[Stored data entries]
-=-=-
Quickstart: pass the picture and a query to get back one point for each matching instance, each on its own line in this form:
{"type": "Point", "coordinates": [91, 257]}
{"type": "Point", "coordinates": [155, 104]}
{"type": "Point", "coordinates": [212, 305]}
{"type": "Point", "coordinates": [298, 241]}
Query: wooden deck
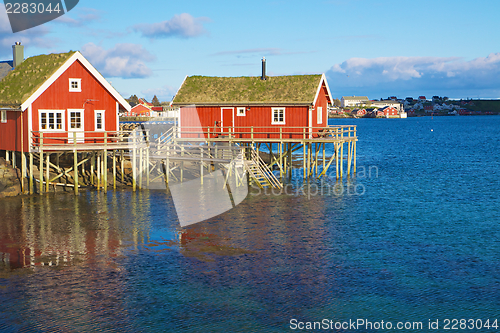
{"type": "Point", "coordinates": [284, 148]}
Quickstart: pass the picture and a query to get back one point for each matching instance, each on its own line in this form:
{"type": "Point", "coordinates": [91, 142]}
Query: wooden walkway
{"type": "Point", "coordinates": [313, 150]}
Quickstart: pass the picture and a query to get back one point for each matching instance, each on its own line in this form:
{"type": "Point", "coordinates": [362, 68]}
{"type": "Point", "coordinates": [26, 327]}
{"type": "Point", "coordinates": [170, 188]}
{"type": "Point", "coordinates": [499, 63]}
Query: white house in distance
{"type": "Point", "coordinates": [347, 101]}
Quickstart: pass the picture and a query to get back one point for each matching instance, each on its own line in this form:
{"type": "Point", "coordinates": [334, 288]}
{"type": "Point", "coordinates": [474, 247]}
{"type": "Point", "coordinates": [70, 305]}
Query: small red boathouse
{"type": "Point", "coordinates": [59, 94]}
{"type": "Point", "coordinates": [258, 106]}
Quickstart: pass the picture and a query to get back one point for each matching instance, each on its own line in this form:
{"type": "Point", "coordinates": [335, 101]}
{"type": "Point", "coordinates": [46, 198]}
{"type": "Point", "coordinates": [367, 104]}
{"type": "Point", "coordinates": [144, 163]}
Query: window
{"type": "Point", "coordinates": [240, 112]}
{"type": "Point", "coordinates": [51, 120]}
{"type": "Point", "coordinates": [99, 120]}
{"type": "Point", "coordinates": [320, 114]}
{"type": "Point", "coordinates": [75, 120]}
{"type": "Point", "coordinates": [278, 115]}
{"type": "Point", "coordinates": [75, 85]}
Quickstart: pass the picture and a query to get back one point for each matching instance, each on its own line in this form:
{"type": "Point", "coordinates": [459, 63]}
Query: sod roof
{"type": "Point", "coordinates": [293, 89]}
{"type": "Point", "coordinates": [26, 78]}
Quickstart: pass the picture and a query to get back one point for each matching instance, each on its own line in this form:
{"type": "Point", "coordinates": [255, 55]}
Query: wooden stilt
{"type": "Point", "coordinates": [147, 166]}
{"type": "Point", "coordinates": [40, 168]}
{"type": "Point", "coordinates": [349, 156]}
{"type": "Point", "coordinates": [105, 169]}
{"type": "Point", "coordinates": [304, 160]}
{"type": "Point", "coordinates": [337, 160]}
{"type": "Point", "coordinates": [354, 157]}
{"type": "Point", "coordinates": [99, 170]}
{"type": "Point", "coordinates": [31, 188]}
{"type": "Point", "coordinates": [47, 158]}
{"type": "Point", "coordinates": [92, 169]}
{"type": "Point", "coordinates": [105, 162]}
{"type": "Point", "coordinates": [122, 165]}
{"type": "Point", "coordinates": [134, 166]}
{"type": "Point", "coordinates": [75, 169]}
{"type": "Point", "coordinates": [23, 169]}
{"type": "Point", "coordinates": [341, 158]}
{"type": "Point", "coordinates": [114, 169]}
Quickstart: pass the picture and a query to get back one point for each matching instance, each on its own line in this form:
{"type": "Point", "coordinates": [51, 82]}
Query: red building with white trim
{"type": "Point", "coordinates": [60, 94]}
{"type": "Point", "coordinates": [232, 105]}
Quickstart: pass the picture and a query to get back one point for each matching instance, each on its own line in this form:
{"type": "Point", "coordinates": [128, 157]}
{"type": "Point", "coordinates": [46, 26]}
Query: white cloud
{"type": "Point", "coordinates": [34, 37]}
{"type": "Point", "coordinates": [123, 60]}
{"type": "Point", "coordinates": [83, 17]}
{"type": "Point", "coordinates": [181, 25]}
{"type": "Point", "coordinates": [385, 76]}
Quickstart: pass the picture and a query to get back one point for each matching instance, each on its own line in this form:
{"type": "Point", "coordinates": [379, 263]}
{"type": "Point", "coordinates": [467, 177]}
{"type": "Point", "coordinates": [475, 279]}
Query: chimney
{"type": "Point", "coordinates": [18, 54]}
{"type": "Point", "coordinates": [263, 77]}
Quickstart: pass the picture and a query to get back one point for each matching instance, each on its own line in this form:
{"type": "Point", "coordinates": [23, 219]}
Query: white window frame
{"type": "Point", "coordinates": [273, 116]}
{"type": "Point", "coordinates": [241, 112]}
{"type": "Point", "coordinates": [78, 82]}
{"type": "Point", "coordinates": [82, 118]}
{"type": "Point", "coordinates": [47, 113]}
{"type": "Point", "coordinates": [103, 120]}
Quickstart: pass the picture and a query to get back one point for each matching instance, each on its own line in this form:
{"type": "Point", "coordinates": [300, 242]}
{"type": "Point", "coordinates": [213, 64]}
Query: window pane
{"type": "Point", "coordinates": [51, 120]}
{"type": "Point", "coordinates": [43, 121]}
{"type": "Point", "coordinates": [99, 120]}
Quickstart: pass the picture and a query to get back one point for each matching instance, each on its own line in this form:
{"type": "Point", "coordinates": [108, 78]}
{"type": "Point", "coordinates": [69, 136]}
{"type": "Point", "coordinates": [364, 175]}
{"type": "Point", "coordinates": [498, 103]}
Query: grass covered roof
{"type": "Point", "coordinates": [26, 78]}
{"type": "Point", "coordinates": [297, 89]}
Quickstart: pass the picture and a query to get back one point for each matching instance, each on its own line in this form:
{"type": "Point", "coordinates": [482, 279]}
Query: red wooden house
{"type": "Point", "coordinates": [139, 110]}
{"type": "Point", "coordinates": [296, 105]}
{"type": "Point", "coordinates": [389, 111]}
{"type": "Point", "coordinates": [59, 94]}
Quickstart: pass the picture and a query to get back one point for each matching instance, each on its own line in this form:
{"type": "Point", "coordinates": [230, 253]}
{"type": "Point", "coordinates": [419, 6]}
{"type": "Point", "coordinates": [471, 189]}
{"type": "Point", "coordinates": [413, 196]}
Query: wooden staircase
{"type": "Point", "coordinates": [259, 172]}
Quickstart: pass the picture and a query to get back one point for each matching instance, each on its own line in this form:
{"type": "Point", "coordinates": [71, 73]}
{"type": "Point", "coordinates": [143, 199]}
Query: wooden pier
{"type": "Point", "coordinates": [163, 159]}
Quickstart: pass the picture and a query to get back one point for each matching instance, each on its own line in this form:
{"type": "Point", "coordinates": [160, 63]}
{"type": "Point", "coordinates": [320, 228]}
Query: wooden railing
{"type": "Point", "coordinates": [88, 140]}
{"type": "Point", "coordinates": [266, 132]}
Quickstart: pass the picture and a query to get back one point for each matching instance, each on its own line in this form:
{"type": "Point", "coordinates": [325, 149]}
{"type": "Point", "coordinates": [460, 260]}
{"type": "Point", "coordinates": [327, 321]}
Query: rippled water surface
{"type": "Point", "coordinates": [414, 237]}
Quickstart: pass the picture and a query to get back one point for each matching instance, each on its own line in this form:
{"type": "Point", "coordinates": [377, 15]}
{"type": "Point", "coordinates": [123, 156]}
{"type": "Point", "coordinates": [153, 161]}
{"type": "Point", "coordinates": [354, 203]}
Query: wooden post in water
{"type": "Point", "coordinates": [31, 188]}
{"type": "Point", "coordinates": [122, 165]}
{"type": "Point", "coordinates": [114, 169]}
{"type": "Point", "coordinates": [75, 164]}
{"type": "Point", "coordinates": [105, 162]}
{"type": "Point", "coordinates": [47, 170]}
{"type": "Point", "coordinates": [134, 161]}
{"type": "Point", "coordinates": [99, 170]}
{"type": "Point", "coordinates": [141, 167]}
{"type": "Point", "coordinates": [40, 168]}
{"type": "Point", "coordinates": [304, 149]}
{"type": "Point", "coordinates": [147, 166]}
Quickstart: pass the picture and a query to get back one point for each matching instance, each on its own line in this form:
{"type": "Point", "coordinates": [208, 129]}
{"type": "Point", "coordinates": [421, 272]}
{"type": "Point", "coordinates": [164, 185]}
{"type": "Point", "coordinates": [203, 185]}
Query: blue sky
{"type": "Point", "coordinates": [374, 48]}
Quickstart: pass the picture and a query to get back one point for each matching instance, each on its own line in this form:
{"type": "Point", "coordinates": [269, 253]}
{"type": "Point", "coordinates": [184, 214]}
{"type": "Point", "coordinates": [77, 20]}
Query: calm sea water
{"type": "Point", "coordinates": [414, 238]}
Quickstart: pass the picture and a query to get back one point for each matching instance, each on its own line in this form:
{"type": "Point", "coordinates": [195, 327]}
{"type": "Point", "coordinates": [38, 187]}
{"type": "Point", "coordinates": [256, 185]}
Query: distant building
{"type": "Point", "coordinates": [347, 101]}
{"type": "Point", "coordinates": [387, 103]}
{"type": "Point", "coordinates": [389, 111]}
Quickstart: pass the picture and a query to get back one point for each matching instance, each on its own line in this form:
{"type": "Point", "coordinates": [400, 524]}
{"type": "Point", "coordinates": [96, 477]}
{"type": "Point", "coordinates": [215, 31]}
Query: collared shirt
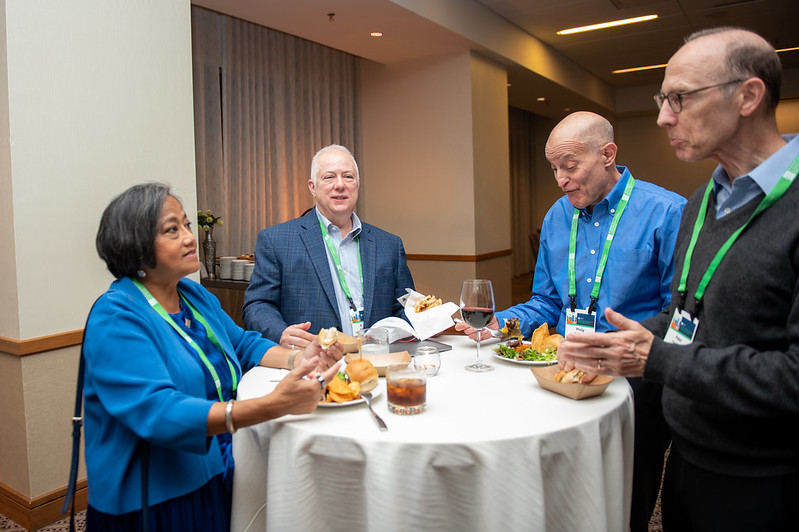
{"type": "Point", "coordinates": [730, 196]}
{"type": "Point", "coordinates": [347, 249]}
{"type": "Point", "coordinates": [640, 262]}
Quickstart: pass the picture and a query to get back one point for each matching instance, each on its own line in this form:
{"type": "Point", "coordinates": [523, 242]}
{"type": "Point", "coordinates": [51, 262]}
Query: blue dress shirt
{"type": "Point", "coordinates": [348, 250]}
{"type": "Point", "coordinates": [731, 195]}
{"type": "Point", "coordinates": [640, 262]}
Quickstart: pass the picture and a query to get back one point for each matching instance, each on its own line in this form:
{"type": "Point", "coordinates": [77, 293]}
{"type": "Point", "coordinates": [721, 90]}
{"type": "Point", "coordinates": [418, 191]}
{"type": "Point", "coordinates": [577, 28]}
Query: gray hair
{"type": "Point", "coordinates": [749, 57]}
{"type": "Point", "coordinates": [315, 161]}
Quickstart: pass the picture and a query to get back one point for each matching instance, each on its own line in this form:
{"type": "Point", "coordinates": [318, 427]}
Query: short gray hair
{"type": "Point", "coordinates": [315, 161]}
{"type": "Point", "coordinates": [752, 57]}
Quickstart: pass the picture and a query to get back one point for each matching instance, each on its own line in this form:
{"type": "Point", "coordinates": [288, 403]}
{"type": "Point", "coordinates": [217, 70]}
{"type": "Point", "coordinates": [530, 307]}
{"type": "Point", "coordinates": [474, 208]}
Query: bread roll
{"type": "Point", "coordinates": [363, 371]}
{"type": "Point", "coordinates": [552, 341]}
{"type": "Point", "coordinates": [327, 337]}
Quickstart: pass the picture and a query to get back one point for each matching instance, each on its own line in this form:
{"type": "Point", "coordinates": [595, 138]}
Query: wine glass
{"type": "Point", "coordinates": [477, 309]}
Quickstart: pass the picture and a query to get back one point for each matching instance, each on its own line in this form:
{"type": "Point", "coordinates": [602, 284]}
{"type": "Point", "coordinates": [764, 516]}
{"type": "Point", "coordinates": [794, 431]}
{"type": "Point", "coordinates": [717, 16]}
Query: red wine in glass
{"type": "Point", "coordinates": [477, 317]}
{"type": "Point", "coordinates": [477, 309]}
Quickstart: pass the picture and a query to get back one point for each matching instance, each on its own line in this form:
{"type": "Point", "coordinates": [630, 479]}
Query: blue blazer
-=-=-
Only a verbatim transcription of the lines from the one containing "Query: red wine in glass" through the last line of the records counts as the answer.

▶ SOLUTION TO THE PROBLEM
Query: red wine in glass
{"type": "Point", "coordinates": [477, 317]}
{"type": "Point", "coordinates": [477, 309]}
Quickstart: pass the picture and a query to get back one point for each matching instance, each on its own line in this form:
{"type": "Point", "coordinates": [630, 479]}
Query: blue blazer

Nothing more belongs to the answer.